* Instruções
- A) Enumere as três ações que o grupo realiza na frase do texto sobre as ostras de Cacela Velha que começa por «Abrimos as ostras».
- B) Responda com base no texto sobre as ostras de Cacela Velha:
(i) A que horas chega o grupo a Cacela Velha?
(ii) Quem trouxe as ostras?
(iii) Porque é que as ostras já não crescem como se pretende?

* Excerto do documento
◆ ◆ ◆ ◆
Dez da manhã a bater no relógio da igreja quando chegamos a Cacela Velha. Alguém levou espumante e, com as ostras que Jorge Minhalma trouxe, ninguém tenta sequer argumentar que é cedo de mais para começarmos a comer e a beber. Abrimos as ostras ali mesmo, servimos o espumante nos cálices de plástico e ficamos a olhar a ria, aproveitando o sol da manhã, enquanto Jorge nos conta como o assoreamento está a ameaçar a produção.

Outros produtores já desistiram de ter na zona os viveiros de ostras e Jorge acredita que o seu também tem os dias contados porque a areia está a pouco e pouco a avançar e as ostras, que ali se produzem com grande qualidade, já não passam debaixo de água o tempo suficiente para crescerem como se pretende.
◆ ◆ ◆ ◆
* Dados fornecidos
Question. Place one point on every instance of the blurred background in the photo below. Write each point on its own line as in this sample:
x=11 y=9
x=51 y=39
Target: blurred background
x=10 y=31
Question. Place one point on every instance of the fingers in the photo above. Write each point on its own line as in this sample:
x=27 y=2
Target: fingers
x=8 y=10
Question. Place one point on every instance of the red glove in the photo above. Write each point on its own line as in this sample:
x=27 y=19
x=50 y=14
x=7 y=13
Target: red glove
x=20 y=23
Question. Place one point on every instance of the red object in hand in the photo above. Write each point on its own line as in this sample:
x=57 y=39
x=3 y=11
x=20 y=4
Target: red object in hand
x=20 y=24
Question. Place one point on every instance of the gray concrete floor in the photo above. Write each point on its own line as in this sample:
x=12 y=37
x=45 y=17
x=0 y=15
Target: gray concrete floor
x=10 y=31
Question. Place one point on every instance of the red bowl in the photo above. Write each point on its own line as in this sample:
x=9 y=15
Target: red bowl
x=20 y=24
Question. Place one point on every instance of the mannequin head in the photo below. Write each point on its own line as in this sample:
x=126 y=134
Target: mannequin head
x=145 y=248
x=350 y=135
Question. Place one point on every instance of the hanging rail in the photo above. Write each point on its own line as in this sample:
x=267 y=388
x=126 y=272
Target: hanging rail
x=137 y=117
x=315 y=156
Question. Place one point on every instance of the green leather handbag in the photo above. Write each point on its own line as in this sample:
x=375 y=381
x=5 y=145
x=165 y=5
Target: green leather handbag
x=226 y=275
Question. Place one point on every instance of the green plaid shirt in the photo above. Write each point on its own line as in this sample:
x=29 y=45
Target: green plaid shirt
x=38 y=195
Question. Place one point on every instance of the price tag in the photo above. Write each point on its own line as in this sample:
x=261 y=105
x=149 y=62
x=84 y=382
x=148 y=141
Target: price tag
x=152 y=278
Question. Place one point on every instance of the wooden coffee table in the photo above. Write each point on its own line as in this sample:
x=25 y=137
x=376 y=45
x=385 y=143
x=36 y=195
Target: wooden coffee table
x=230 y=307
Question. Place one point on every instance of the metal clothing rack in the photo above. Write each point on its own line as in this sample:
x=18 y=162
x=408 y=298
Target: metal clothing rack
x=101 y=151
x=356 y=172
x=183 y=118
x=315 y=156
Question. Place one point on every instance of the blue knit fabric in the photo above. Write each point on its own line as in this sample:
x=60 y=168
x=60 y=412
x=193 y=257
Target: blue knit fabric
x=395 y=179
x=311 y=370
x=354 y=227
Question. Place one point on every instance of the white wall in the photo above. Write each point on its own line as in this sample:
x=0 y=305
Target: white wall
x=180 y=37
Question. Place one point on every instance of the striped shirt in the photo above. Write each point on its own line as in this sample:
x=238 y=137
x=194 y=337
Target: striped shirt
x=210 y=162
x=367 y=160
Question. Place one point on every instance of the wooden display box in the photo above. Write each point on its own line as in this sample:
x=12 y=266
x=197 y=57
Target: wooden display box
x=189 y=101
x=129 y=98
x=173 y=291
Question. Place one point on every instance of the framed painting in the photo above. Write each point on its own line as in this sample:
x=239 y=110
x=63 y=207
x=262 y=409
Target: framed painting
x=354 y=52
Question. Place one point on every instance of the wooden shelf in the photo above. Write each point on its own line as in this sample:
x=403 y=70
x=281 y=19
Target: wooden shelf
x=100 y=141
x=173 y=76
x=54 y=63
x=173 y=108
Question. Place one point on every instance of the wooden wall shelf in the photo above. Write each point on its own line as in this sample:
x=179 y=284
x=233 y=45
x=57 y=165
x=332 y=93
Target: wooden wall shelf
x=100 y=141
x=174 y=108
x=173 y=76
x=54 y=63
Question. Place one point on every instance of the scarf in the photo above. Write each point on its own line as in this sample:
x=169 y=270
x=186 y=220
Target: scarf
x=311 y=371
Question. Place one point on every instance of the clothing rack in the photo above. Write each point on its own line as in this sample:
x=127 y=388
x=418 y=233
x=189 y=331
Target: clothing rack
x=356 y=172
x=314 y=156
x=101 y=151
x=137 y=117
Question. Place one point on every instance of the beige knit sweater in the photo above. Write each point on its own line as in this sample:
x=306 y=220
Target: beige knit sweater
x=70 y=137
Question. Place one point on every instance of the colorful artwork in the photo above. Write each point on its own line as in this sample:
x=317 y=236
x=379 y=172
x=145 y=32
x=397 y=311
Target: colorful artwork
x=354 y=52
◆ ◆ ◆ ◆
* Resultados do exercício
- A)
- Abrir as ostras ali mesmo
- Servir o espumante nos cálices de plástico
- Ficar a olhar a ria

- B)
(i) Às dez da manhã.
(ii) Jorge Minhalma.
(iii) Porque já não passam debaixo de água o tempo suficiente.